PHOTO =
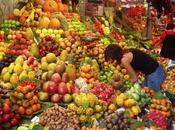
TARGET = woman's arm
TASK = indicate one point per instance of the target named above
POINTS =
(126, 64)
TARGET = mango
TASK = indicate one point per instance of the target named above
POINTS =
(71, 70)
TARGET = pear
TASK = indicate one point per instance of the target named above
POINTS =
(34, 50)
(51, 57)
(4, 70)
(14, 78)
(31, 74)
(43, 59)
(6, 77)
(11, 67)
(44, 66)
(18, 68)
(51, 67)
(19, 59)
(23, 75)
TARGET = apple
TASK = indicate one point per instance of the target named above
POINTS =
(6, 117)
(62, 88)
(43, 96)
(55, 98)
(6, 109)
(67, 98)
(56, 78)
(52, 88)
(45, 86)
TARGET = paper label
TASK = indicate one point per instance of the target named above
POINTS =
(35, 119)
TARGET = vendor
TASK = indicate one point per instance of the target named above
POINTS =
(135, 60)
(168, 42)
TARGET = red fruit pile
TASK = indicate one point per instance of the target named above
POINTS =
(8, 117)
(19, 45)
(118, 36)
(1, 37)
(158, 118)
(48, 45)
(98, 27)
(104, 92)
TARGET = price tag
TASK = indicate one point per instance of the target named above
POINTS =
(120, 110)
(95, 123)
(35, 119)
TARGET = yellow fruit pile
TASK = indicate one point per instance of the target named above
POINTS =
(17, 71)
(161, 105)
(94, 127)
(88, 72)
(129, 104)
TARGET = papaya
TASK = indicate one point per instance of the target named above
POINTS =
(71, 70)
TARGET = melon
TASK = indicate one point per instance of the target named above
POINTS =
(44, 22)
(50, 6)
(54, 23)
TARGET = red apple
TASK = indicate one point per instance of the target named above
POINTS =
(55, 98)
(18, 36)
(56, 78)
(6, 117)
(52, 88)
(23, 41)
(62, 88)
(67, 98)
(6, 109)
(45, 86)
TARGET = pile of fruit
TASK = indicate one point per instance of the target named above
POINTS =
────────────────────
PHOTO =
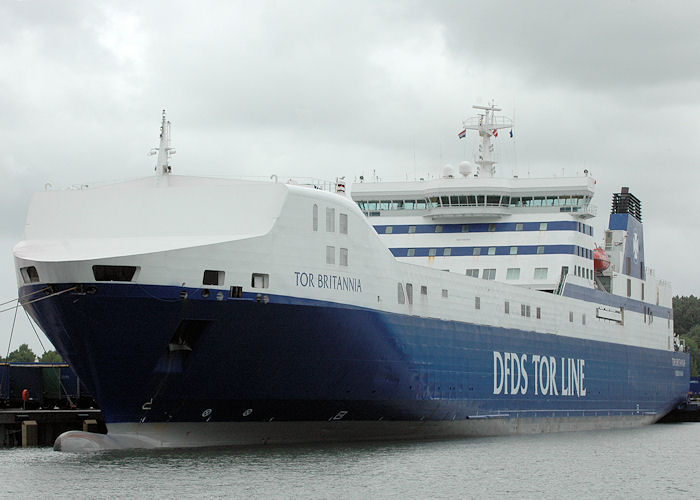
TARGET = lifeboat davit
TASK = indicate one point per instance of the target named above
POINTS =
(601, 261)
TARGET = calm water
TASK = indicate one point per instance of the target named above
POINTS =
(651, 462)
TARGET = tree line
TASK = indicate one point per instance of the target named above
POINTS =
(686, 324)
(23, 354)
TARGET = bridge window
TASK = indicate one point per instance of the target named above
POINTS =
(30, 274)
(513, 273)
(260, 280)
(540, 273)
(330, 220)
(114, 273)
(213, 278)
────────────────────
* Requirement *
Report how many lines of the items contain the word "pile", counting case as significant, and give only the number.

* Correct response *
3